WHAT IS NEEDED: Give again the lines from the line with "the snow in" to the last line of the records, exactly and in full. Do not carry over any pictures.

————

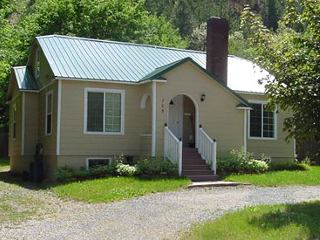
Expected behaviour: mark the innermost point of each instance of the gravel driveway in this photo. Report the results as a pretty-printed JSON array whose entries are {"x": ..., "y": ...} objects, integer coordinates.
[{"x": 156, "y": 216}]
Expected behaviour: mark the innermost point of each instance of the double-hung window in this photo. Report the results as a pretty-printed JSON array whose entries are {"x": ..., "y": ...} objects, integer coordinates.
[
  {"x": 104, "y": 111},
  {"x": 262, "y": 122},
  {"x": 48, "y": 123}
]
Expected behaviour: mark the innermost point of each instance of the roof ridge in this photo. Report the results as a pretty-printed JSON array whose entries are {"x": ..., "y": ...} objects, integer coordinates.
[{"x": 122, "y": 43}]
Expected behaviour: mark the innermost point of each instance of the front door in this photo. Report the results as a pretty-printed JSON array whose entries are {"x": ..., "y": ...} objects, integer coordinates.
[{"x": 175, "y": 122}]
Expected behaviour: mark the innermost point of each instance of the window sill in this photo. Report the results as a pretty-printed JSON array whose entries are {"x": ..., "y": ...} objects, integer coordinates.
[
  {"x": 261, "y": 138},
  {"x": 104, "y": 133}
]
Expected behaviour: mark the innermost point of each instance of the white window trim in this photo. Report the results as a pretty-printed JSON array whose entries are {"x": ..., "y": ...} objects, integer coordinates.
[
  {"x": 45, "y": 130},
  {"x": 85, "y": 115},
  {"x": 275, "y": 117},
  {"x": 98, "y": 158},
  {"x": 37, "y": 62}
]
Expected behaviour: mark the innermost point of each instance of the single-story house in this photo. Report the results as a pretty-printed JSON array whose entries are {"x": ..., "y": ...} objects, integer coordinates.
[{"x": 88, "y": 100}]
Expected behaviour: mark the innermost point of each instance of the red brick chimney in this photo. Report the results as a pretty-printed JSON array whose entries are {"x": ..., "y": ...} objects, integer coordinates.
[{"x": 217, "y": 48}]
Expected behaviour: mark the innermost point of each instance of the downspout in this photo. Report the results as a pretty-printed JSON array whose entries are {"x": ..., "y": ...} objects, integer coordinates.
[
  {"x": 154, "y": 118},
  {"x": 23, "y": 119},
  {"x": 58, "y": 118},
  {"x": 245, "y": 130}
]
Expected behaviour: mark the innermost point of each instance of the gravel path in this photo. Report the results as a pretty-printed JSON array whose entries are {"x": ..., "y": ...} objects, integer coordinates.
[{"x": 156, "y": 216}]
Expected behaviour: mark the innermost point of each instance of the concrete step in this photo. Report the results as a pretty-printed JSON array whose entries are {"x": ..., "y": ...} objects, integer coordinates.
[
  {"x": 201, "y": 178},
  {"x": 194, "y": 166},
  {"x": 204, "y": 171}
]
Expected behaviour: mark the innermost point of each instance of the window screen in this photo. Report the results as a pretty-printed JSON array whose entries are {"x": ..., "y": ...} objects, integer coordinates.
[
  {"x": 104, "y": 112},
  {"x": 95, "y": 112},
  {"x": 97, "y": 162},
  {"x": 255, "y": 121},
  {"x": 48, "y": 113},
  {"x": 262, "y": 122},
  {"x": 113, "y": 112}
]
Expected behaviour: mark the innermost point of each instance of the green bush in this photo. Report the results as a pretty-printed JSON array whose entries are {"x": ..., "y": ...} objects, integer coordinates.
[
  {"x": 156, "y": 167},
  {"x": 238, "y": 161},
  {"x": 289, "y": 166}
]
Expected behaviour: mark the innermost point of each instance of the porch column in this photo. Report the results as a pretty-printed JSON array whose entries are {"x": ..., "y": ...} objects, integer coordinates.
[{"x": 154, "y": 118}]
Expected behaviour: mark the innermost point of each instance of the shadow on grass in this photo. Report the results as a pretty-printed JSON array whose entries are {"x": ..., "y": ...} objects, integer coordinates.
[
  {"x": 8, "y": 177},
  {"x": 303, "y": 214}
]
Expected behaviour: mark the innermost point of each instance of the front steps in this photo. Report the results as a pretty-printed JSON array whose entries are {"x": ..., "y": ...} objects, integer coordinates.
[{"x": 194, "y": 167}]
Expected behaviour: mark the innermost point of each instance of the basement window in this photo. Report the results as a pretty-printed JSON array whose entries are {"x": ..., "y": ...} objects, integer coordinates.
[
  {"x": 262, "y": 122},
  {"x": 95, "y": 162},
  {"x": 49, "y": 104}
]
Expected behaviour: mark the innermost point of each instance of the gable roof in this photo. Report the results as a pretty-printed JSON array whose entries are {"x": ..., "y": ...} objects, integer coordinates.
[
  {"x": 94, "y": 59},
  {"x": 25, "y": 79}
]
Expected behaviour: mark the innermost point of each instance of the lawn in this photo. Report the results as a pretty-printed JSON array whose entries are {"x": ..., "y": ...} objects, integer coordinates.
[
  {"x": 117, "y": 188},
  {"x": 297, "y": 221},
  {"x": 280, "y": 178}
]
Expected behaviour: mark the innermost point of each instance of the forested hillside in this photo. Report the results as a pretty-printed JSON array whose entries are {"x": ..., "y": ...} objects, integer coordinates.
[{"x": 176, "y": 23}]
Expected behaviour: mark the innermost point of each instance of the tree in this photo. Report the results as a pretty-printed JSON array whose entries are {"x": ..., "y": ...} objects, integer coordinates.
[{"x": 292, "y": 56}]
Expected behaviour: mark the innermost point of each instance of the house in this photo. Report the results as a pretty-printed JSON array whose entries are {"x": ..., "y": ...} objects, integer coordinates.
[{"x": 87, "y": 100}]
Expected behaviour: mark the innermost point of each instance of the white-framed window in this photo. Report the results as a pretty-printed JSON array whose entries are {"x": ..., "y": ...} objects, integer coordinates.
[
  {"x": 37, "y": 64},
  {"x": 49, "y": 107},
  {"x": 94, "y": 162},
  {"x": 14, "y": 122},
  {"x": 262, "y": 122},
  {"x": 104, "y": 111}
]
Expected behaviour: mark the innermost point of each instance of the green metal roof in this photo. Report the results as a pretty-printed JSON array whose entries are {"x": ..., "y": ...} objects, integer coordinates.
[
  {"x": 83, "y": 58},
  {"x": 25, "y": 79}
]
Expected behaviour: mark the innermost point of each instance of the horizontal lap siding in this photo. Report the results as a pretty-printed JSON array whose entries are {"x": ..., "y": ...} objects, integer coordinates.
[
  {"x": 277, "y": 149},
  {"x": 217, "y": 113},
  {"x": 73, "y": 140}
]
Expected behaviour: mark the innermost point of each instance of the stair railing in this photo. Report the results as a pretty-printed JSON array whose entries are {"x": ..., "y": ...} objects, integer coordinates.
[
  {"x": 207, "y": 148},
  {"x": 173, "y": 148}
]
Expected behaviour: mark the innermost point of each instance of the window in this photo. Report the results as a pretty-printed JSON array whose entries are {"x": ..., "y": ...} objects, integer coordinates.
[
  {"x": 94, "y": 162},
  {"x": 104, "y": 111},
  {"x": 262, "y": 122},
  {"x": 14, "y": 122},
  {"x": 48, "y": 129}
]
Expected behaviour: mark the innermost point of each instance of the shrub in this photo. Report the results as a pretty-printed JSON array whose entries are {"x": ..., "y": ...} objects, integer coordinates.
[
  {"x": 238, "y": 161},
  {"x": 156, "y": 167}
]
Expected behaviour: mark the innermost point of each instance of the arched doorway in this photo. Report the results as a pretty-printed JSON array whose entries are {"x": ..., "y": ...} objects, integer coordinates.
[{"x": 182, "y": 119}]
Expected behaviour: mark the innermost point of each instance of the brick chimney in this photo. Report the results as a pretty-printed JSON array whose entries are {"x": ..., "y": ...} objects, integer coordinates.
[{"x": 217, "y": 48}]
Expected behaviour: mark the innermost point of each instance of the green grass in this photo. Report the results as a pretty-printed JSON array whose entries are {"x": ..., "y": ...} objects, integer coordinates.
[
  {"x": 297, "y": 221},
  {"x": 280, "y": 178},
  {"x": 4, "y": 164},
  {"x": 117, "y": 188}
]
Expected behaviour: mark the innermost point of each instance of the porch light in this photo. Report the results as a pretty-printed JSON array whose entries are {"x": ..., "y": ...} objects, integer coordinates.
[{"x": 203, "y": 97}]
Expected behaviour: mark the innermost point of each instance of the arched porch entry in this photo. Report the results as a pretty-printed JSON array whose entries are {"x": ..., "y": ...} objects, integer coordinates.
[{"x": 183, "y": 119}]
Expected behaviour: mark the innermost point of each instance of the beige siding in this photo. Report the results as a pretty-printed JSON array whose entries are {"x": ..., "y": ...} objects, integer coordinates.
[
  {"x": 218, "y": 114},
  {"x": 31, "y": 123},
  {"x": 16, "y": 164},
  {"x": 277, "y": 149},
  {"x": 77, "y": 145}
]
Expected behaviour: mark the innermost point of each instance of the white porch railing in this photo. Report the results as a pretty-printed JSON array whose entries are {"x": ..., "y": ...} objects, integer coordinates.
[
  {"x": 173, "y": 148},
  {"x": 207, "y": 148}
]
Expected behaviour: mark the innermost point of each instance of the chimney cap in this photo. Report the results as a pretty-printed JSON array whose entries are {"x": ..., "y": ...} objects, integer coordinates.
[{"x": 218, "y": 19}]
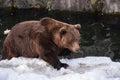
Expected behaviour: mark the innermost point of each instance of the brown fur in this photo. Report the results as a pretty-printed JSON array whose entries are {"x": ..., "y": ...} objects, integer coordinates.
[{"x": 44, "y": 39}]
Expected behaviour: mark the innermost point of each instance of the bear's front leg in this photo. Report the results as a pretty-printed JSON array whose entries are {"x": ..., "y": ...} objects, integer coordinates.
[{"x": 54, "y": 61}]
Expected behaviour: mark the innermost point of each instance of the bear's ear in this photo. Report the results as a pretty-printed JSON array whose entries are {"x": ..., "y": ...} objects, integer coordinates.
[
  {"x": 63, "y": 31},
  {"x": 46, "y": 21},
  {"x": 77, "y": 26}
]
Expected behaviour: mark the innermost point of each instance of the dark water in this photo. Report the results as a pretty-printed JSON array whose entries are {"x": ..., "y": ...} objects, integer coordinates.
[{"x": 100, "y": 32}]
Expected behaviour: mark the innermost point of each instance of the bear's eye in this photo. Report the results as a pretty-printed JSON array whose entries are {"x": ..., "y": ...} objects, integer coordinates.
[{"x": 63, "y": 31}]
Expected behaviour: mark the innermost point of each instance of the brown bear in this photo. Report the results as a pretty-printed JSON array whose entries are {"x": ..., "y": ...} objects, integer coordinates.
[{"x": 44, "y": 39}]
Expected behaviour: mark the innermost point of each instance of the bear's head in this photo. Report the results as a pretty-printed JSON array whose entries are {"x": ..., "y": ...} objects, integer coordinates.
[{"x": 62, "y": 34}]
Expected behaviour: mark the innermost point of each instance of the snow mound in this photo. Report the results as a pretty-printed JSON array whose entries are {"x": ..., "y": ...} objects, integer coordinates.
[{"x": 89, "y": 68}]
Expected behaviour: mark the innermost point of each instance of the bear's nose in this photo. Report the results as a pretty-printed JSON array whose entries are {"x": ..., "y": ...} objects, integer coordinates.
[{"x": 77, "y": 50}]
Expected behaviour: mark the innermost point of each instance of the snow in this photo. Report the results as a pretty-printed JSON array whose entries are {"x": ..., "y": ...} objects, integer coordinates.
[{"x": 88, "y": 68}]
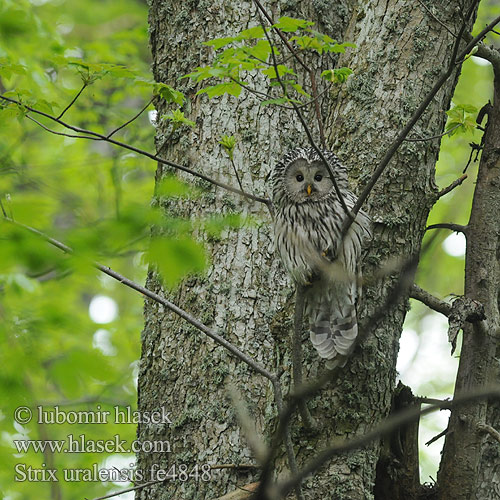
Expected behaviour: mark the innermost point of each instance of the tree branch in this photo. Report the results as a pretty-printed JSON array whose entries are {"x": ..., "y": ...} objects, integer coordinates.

————

TASK SOLUTION:
Expected behaviour: mark the innermost point of each instance of the snow in this photo. Report the results as a pretty-printed JSON array whose entries are {"x": ..., "y": ...} objects, integer coordinates.
[{"x": 88, "y": 68}]
Expected behaviour: mark the innermost point of each instance of the tree branch in this photo. Report the results as a pretty-printed JSON array whose entries are {"x": ..., "y": ...} objects, integer coordinates.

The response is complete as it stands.